[PROBLEM TO SOLVE]:
Pick out and copy every line of the records that contains the string "gray", with case counting.

[SUPPLIED MATERIAL]:
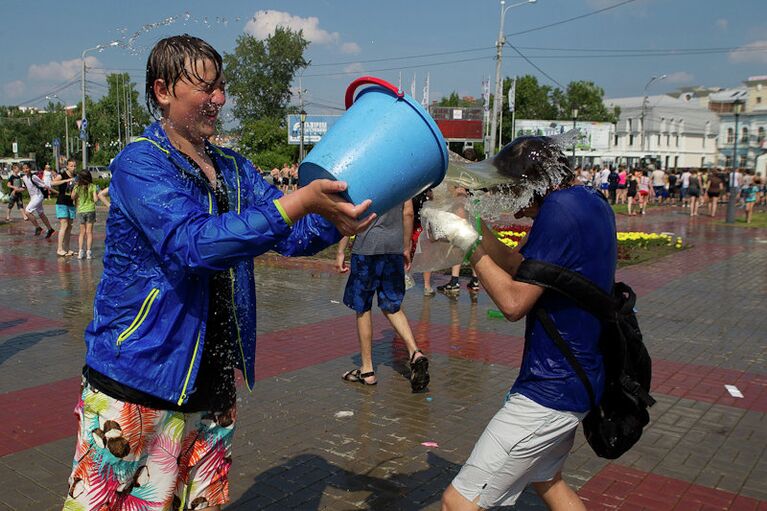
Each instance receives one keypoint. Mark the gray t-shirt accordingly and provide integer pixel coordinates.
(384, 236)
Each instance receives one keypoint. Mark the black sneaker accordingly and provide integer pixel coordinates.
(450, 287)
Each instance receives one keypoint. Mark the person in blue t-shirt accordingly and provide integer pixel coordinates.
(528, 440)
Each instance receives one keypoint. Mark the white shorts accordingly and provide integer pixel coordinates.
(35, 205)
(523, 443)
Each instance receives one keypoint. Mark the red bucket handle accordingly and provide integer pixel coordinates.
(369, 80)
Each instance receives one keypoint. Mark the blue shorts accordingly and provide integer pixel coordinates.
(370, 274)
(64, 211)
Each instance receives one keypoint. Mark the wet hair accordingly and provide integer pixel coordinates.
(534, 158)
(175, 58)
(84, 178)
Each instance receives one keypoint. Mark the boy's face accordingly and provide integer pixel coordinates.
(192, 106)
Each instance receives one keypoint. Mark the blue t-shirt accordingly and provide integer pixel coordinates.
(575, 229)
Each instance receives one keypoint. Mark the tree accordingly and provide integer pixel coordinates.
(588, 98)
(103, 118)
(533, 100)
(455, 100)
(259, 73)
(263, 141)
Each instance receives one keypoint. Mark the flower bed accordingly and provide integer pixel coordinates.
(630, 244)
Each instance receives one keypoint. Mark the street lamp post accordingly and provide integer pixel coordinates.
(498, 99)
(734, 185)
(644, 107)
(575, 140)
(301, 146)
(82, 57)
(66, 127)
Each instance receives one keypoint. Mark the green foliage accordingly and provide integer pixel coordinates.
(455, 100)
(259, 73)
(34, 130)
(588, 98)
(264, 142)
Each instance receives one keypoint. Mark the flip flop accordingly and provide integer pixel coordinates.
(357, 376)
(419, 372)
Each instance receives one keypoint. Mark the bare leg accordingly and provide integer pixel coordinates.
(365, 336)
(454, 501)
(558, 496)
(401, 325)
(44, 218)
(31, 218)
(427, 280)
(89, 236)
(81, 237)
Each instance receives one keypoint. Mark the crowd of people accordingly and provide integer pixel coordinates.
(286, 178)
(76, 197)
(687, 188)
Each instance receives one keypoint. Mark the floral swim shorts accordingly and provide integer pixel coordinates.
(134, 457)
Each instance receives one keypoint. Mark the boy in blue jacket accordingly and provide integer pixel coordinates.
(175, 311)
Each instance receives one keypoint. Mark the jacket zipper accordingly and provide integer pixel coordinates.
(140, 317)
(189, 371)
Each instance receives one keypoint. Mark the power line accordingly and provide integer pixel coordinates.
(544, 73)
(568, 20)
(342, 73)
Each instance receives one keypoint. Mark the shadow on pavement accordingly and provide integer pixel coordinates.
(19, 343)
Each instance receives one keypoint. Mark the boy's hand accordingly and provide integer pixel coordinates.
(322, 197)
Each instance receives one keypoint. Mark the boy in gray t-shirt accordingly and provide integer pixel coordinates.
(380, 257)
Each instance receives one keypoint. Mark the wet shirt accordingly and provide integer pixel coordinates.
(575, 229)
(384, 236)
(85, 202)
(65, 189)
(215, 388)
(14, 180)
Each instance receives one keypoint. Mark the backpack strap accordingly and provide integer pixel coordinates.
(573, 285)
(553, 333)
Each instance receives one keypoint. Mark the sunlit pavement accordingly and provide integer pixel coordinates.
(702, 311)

==

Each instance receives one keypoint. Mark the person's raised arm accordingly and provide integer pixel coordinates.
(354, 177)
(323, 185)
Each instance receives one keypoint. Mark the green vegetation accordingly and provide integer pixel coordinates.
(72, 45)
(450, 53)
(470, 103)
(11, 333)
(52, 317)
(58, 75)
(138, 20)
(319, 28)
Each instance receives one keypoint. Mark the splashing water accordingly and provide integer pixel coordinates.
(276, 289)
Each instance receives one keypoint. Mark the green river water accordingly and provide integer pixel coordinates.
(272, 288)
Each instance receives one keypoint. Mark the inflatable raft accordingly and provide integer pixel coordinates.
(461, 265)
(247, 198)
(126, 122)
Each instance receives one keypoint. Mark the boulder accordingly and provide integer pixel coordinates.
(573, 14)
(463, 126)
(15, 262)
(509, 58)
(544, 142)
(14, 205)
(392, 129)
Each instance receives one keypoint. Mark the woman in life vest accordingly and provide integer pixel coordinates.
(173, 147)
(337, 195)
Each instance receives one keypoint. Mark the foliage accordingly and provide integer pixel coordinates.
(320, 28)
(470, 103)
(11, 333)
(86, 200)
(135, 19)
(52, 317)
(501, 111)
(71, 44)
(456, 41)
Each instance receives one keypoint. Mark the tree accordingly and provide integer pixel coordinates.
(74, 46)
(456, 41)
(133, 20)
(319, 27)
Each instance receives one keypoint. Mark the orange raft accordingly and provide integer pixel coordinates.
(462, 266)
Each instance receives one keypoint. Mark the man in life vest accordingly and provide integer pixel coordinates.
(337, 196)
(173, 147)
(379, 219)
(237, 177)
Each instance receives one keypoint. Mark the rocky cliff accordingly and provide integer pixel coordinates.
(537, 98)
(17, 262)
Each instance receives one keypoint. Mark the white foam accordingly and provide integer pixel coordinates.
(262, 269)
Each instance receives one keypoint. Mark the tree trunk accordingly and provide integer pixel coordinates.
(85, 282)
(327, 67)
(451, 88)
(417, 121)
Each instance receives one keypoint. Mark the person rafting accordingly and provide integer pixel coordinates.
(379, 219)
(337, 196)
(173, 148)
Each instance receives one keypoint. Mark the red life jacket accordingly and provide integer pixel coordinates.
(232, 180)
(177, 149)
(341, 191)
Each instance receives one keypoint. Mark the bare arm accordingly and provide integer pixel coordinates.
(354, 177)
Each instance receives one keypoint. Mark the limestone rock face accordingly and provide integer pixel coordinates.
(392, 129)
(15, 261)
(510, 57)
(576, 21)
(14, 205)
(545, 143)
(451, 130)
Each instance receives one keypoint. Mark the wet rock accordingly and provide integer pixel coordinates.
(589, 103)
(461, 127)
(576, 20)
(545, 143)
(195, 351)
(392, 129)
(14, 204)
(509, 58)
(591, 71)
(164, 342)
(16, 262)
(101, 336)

==

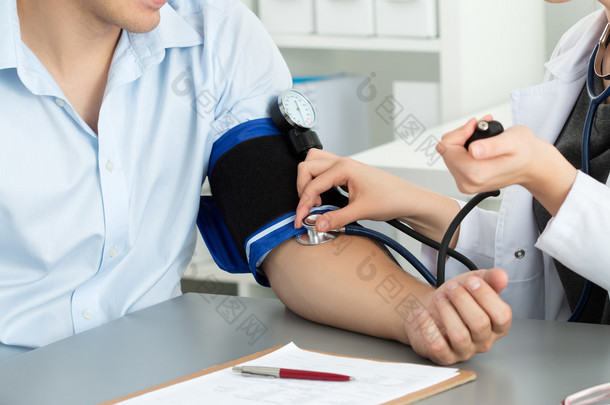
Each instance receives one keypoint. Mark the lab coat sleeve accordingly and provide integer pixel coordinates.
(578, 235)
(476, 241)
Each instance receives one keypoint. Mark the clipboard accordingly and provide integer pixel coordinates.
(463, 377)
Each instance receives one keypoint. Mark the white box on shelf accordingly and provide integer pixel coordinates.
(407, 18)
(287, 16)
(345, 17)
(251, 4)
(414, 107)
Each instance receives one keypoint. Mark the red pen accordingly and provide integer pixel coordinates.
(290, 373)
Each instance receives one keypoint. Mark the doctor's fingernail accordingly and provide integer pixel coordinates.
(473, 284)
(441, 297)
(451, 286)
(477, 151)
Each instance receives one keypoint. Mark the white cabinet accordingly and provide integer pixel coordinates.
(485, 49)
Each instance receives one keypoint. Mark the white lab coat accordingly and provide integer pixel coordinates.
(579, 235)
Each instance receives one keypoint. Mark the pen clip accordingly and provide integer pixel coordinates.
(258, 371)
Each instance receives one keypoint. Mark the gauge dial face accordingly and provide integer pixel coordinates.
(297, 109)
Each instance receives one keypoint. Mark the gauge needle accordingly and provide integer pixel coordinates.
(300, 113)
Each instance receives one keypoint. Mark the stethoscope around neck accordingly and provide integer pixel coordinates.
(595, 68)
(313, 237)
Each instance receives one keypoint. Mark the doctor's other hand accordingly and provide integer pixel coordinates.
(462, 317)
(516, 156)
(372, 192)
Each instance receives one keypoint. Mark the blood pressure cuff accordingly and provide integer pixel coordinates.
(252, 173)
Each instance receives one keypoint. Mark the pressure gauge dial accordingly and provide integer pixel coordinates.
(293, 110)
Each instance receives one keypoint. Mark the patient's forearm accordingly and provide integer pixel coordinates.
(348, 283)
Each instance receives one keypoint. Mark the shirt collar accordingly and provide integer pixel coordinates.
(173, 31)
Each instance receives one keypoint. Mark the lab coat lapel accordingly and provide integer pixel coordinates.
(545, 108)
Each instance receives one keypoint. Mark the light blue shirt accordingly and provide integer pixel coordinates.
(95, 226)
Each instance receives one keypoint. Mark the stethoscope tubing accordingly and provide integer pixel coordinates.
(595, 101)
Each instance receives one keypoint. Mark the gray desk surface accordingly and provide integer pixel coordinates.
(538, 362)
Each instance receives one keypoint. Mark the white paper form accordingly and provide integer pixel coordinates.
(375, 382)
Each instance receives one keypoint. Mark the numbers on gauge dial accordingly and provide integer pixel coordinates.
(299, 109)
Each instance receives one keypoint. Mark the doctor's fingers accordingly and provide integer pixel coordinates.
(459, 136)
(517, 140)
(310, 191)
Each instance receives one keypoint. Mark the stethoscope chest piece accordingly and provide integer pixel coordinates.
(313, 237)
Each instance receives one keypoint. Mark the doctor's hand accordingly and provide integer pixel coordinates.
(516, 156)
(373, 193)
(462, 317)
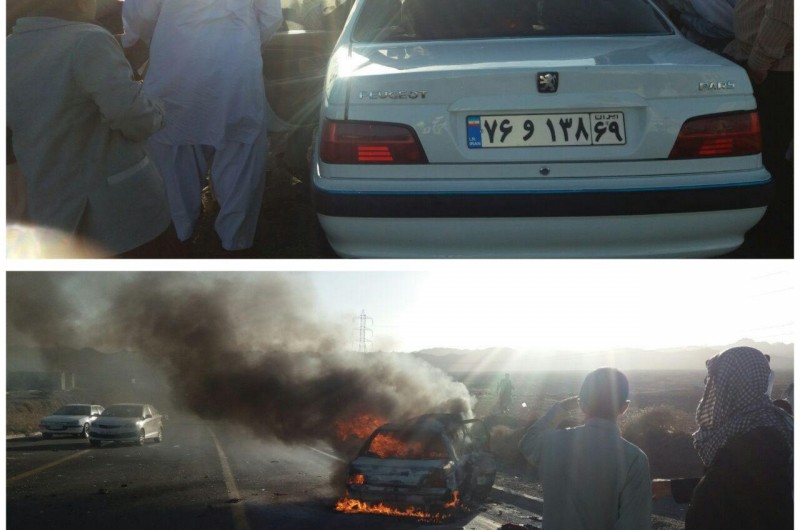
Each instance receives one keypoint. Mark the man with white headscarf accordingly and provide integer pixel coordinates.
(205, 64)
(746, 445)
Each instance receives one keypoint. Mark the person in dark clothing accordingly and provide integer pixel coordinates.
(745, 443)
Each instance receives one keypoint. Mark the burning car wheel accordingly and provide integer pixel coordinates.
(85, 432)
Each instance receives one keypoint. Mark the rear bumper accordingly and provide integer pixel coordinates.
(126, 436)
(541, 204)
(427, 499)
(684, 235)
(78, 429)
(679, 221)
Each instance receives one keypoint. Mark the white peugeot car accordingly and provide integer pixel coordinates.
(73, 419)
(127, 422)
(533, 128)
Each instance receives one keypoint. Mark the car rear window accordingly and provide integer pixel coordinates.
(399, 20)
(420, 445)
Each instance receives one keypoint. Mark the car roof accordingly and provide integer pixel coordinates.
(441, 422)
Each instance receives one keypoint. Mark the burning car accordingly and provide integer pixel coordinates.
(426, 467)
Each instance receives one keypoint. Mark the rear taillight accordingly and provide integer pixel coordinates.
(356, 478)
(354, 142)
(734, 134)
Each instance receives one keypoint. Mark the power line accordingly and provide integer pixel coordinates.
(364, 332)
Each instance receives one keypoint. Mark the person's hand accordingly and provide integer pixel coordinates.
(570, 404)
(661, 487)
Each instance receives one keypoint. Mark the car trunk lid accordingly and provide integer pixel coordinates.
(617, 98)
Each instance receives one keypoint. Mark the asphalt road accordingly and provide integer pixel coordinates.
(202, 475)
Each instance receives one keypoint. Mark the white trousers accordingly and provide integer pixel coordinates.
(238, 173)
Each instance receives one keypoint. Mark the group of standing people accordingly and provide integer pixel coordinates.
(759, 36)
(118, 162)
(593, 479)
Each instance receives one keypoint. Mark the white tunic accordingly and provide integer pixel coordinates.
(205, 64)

[THE COMPLETED TASK]:
Each instance receives one keypoint. Mark the gray t-shirt accordingly and provide integer pixel coordinates.
Each instance receives one keypoint. Mark the boy in gray t-shirt accordingly and provide integer pixel coordinates.
Each instance receives one keypoint. Mark the gray desk surface accordingly and provide integer pixel coordinates.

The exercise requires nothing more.